[Stored entries]
=-=-=
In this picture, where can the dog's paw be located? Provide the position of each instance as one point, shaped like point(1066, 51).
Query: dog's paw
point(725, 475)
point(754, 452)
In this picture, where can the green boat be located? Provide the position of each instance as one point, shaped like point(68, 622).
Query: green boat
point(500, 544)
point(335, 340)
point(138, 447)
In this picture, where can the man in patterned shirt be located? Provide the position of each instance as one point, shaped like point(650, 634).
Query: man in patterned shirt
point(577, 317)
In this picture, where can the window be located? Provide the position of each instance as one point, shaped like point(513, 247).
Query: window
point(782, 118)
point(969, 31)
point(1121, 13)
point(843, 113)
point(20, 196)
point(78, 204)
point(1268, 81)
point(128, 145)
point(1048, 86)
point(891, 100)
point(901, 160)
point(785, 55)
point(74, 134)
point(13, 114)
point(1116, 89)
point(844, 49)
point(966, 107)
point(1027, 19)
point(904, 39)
=-=-=
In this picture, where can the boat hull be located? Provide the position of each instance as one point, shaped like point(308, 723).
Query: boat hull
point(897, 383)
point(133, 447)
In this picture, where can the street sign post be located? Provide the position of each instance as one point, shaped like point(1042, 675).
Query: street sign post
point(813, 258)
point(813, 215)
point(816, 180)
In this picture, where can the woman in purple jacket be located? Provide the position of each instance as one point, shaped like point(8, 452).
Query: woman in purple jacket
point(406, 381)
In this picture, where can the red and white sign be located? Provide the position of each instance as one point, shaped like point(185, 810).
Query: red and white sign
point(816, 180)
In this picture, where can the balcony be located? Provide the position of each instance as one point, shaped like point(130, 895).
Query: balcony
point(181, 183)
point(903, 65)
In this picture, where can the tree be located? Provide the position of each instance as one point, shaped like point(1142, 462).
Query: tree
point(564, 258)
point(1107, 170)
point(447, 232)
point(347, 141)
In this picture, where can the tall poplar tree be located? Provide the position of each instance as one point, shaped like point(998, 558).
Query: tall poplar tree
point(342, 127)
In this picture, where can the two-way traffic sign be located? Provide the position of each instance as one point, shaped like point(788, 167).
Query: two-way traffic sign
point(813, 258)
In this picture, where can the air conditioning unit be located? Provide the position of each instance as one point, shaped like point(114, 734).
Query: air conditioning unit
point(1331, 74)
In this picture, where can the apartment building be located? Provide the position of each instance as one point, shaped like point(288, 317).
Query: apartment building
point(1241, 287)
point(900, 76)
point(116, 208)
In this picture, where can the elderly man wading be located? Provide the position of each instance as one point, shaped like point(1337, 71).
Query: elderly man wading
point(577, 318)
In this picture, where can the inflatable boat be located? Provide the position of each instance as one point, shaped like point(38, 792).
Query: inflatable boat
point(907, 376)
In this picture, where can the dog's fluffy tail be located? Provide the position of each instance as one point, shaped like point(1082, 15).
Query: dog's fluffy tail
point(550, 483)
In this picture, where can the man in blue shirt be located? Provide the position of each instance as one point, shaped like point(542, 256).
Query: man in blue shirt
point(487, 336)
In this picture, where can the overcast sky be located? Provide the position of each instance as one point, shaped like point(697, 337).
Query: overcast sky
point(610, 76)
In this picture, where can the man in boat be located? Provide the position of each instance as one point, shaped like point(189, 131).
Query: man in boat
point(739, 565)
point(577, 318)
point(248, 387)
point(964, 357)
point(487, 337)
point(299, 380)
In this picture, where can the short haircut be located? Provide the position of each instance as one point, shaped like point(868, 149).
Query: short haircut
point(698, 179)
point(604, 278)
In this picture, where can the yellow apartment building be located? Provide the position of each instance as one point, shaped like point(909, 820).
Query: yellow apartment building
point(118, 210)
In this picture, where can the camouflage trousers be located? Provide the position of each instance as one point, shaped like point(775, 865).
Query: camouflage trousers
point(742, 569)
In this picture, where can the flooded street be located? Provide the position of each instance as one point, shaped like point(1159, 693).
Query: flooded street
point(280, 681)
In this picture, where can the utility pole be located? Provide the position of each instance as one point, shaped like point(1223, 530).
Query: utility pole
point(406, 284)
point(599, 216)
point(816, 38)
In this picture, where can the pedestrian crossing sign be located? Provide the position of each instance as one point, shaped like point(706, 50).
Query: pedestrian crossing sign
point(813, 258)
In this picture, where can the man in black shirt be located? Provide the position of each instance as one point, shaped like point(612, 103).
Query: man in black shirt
=-=-=
List every line in the material that contains the word "white", copying each one in full.

TASK SOLUTION:
In this picture, where can the red and white sign be located? Provide the position of each instance as one point, shaped like point(185, 810).
Query: red and white sign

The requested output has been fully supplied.